From the data assimilation text, list every quantity written as a single-letter symbol, along with its name wherever the text gives one.

TEXT PROVIDED:
+ + + +
The errors of NE methods generally lie between errors from objective filter and empirical nudging. The differences between the NE and the EnKF results are smaller with positive *F* errors than with negative *F* errors; any explanation would at this point be speculation. NE1 has slightly smaller errors than NE2, but the differences are much smaller than between the NE experiments and the others. Thus, the NE appears relatively insensitive to one-way or two-way coupling. The smoother maintains the lowest error levels throughout the range of errors in *F*. But for a range of incorrect values of *F*, a skill transition from the ensemble filter to the nudging approach is clear as model error increases.

A statistical significant test using a bootstrap resampling with replacement (Efron and Tibshirani 1993) is applied on the errors from different experiments in Fig. 3 (not shown in the figure). The null hypothesis that the error differences between the NE methods and nudging are zero can be rejected at the 95% significance level. The same is true for error differences between the NE methods and the EnKF.

The results are qualitatively unchanged when the data assimilation parameters are not retuned to account for varying levels of model error, but the cross-over between the ensemble filter and nudging is nearer to the perfect-model case along the model error axis (not shown). That is, unsurprisingly, the ensemble filter can tolerate more model error when covariance localization and inflation is tuned to account for the model error.

Results from varying the smoothing scale *I* and coupling strength *c* are similar to each other, and within reasonable ranges show qualitative similarity to varying *F*. Smoothing scale *I* = 12 is the perfect-model case, and corresponds to earlier results. As in Fig. 3, Fig. 4 shows the RMSE with varying *I*, and localization and inflation parameters are again tuned for each integer value of *I*.

The results with decreasing *I* are similar to those with decreasing *F*. The ensemble filter goes from best to worst (further from optimal), and nudging overcomes model error to be the most accurate for large model errors (small *I*). The NE methods give errors between the filter and nudging. The smoother maintains the lowest error levels. The error differences between the NE methods and nudging are significant at the 95% level. The error differences between the NE methods and EnKF are also significant at the 95% level.
+ + + +
PROVIDED INFORMATION:

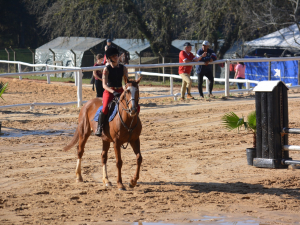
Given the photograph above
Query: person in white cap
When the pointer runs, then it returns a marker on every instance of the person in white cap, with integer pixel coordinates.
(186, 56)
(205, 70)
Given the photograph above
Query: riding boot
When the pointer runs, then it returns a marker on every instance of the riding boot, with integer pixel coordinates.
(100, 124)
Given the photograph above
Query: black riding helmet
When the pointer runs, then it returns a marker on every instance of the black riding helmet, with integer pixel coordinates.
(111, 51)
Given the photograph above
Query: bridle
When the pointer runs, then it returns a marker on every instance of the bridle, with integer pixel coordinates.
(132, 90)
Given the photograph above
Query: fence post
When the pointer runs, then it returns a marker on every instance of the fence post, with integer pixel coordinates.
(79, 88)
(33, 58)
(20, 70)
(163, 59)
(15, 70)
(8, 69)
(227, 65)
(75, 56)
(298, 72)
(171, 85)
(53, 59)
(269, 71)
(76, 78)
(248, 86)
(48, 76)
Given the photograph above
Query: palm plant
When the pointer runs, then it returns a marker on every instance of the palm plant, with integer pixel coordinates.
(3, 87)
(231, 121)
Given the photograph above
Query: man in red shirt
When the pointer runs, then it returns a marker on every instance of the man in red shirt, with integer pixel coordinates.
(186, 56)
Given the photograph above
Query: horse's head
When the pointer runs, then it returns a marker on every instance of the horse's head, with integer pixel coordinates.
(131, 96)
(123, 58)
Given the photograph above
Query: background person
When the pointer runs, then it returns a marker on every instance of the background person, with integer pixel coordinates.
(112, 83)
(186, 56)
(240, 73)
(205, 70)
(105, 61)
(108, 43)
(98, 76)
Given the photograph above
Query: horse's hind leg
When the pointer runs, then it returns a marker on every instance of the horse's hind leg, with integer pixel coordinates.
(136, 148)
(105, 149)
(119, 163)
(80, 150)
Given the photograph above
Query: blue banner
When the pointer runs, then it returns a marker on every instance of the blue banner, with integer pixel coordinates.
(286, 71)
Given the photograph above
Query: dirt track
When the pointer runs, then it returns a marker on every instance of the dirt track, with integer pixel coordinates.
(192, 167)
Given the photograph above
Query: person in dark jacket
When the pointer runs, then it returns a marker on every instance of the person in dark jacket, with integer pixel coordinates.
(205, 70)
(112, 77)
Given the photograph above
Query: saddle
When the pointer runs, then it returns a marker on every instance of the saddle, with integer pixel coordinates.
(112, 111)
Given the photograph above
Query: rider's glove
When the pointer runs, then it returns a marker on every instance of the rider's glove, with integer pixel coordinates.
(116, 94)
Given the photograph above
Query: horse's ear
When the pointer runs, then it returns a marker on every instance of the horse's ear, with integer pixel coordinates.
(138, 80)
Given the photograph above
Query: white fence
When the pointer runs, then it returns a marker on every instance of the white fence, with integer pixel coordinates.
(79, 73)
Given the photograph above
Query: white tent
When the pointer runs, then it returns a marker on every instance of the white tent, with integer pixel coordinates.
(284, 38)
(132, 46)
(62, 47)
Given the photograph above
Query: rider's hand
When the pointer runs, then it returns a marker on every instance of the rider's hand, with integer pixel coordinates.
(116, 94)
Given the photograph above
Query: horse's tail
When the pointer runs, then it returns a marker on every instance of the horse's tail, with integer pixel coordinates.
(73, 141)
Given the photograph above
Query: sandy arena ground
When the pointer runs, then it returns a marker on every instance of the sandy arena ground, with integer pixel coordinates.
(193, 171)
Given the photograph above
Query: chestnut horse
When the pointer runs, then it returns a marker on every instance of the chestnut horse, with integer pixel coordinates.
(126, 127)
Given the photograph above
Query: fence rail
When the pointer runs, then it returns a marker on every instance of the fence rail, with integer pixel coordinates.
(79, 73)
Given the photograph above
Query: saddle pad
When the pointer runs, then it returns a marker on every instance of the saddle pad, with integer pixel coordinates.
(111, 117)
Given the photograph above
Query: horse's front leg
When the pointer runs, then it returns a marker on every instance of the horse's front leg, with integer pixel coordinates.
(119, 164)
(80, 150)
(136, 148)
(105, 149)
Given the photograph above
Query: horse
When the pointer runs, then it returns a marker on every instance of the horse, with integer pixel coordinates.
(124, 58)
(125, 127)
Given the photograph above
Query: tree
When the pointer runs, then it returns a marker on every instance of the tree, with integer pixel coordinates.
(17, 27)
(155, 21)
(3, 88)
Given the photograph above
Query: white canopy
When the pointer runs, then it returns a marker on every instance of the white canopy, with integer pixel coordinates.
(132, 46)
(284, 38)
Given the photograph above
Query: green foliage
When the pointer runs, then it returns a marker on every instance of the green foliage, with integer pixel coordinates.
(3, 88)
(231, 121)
+ + + +
SOLVED EXERCISE:
- *F* (no name given)
- *I*, the smoothing scale
- *c*, the coupling strength